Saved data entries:
Start
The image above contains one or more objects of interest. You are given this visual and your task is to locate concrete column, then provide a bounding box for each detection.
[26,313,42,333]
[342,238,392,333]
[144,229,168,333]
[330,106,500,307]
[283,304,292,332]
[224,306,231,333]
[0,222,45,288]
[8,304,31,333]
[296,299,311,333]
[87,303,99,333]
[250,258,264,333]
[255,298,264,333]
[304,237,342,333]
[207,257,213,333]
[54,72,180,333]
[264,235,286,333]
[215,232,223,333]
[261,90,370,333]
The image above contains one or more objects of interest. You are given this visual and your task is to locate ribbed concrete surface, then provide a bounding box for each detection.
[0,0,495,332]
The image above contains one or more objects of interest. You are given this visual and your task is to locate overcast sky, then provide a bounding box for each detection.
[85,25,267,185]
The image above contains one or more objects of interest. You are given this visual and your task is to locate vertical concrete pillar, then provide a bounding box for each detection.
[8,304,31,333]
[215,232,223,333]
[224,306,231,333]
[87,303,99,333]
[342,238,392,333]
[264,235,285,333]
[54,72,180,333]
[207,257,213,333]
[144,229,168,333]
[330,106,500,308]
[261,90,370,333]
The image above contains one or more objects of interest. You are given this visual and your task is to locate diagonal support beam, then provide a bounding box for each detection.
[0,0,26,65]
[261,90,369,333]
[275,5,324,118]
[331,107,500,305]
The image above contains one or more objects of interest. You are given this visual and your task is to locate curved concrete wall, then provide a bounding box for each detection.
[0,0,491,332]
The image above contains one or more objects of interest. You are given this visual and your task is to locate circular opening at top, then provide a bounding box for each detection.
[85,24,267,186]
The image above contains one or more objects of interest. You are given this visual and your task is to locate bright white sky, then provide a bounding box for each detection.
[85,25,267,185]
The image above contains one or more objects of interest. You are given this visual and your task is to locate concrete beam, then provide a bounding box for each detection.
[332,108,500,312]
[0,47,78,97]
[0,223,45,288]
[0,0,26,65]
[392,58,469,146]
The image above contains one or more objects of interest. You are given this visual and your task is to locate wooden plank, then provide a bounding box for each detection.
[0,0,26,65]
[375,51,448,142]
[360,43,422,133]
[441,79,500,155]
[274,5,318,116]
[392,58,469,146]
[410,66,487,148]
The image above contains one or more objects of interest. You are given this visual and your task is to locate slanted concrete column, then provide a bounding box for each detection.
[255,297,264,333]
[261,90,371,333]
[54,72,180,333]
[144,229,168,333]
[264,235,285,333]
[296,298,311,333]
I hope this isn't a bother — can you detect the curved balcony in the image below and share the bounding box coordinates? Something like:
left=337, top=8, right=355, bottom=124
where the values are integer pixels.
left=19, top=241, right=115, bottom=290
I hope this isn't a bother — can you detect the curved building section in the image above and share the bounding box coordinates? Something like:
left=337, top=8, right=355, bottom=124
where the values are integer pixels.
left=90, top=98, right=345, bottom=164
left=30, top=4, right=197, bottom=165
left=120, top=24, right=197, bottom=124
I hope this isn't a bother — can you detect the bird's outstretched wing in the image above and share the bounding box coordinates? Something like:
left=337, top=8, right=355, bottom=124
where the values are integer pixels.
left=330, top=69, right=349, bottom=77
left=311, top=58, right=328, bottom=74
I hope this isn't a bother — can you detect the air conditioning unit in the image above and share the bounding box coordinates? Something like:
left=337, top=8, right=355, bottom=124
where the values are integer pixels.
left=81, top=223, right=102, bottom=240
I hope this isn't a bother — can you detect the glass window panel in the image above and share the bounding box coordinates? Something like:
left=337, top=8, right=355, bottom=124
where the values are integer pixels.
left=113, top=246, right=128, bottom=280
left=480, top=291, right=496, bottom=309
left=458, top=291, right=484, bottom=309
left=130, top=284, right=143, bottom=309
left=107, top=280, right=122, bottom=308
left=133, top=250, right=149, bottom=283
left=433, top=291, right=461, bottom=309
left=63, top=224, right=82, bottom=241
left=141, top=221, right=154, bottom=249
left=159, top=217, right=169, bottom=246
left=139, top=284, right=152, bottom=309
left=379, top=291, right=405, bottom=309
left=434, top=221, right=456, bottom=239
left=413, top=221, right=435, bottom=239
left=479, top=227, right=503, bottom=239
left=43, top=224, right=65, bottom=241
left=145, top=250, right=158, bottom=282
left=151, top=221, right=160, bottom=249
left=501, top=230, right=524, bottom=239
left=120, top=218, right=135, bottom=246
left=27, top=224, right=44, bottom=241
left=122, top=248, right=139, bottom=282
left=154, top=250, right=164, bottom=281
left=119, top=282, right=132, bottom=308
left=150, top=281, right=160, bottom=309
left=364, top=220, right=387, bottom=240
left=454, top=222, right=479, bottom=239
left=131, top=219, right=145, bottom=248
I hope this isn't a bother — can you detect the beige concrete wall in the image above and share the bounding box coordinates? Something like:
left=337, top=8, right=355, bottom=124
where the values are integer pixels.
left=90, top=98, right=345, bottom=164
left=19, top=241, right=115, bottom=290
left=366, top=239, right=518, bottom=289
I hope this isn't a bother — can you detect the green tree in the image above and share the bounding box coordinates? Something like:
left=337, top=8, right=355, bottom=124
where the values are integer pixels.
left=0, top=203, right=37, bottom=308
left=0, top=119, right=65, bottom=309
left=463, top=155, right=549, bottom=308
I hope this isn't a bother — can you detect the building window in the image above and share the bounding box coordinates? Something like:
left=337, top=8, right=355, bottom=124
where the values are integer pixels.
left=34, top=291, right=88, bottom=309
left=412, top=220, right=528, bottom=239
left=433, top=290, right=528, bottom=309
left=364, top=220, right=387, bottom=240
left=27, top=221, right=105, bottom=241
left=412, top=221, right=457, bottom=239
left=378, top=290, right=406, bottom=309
End
* **What you are asked to do**
Reproduce the records above exactly as they appear.

* **Answer to this exercise**
The image above contains one or more objects of interest. You are given this visual and your task is to locate concrete column, then provide a bounding box for each detection.
[26,313,42,333]
[342,238,392,333]
[144,229,168,333]
[330,106,500,307]
[283,304,292,332]
[224,306,231,333]
[0,222,45,288]
[8,304,31,333]
[296,299,311,333]
[87,303,99,333]
[250,258,264,333]
[255,298,264,333]
[304,237,342,333]
[207,257,213,333]
[54,72,180,333]
[264,235,286,333]
[215,232,223,333]
[261,90,370,333]
The image above contains one or more objects of interest. You are given this visual and your task is to locate ribbed concrete surface, then provide a bounding box for each detection.
[0,0,495,332]
The image above contains one or more objects of interest. You are given this visual and your task is to locate overcast sky, then provide a bounding box for each detection.
[85,25,267,185]
The image above contains one or more objects of interest. You are given this visual and your task is to locate vertical concrete pillar, then provide a bounding box for each detection.
[8,304,31,333]
[215,232,223,333]
[224,306,231,333]
[87,303,99,333]
[342,238,392,333]
[264,235,285,333]
[54,72,180,333]
[207,257,213,333]
[144,229,168,333]
[330,106,500,308]
[261,90,370,333]
The image above contains one or more objects of interest. You are given this visual and your task is to locate diagonal support beam, then provide a bounding box for each detection.
[0,0,26,65]
[261,90,369,333]
[275,5,324,118]
[331,107,500,305]
The image above contains one or more objects of interest. You are given this visual and your task is to locate curved concrete wall, then provide a bounding box for each detection.
[0,0,491,332]
The image above contains one or more objects of interest. You are given this visual and your task is to locate circular opening at top, then provide a bounding box for each detection.
[85,24,267,186]
The image above contains one or more objects of interest. You are given this visual and your task is to locate bright white sky, then provide a bounding box for each detection.
[85,25,267,185]
The image above contains one or more objects of interest. You are given this visual and your task is to locate concrete beam, then provide a bounding box for each detection.
[332,108,500,312]
[0,47,78,97]
[0,223,45,288]
[0,0,26,65]
[392,58,469,146]
The image above contains one or more objects of interest. You are given this visual and your task is to locate wooden plank, then provide a bounding box for each detection.
[0,0,26,65]
[375,51,448,142]
[360,43,422,133]
[441,79,500,155]
[274,5,318,116]
[392,58,469,146]
[410,66,487,148]
The image above contains one or more objects of interest. You are given this visual and your task is to locate slanted concrete column, then provide a bounding box for each detection.
[255,297,264,333]
[261,90,371,333]
[54,72,180,333]
[144,229,168,333]
[264,235,285,333]
[296,298,311,333]
I hope this isn't a bother — can you detect the curved balcony in the image below and share the bounding box coordinates? Something like:
left=337, top=8, right=355, bottom=124
where the values are integer pixels.
left=19, top=241, right=115, bottom=290
I hope this isn't a bother — can you detect the curved building section in the image above and share the bounding box coordinates? Something like:
left=337, top=8, right=355, bottom=124
where the values are integer pixels.
left=90, top=98, right=345, bottom=164
left=30, top=4, right=197, bottom=165
left=120, top=24, right=197, bottom=124
I hope this isn't a bother — can you detect the bird's outstretched wing in the image above and share the bounding box coordinates? Something like:
left=337, top=8, right=355, bottom=124
where the values are integer pixels.
left=330, top=69, right=349, bottom=77
left=311, top=58, right=328, bottom=74
I hope this isn't a bother — can you detect the air conditioning unit in the image above and share the bounding box coordinates? Something like:
left=337, top=8, right=355, bottom=124
where the values are integer pixels.
left=81, top=223, right=102, bottom=240
I hope this isn't a bother — can you detect the glass window panel in the image above and share the bounding box coordinates? Something like:
left=337, top=8, right=355, bottom=124
where the values are integer pixels.
left=113, top=246, right=128, bottom=280
left=480, top=291, right=496, bottom=309
left=458, top=291, right=484, bottom=309
left=130, top=284, right=143, bottom=309
left=107, top=280, right=122, bottom=308
left=133, top=250, right=149, bottom=283
left=433, top=291, right=461, bottom=309
left=63, top=224, right=82, bottom=241
left=141, top=221, right=154, bottom=249
left=159, top=217, right=169, bottom=246
left=139, top=284, right=152, bottom=309
left=379, top=291, right=405, bottom=309
left=434, top=221, right=456, bottom=239
left=413, top=221, right=435, bottom=239
left=479, top=227, right=503, bottom=239
left=43, top=224, right=65, bottom=241
left=145, top=250, right=158, bottom=282
left=151, top=221, right=160, bottom=249
left=501, top=230, right=524, bottom=239
left=120, top=218, right=135, bottom=246
left=27, top=224, right=44, bottom=241
left=122, top=248, right=139, bottom=282
left=154, top=250, right=164, bottom=281
left=119, top=282, right=132, bottom=308
left=150, top=281, right=160, bottom=309
left=364, top=220, right=387, bottom=240
left=454, top=222, right=479, bottom=239
left=131, top=219, right=145, bottom=248
I hope this isn't a bother — can you detect the beige concrete wall in the image above and share the bounding box coordinates? Something like:
left=337, top=8, right=355, bottom=124
where the values are integer pixels.
left=90, top=98, right=345, bottom=164
left=19, top=241, right=115, bottom=290
left=366, top=239, right=518, bottom=289
I hope this isn't a bother — can you detect the green tree in the image above and share the bounding box coordinates? Something like:
left=337, top=8, right=355, bottom=124
where the values are integer pixels.
left=0, top=203, right=37, bottom=308
left=0, top=119, right=65, bottom=309
left=463, top=155, right=549, bottom=308
I hope this isn't a bother — can you detect the building window in the image above and share the bounding box coordinates? Something like:
left=337, top=8, right=355, bottom=124
where the values are integer pixels.
left=34, top=291, right=88, bottom=309
left=412, top=220, right=528, bottom=239
left=433, top=290, right=528, bottom=309
left=364, top=220, right=387, bottom=240
left=27, top=221, right=105, bottom=241
left=412, top=221, right=457, bottom=239
left=378, top=290, right=406, bottom=309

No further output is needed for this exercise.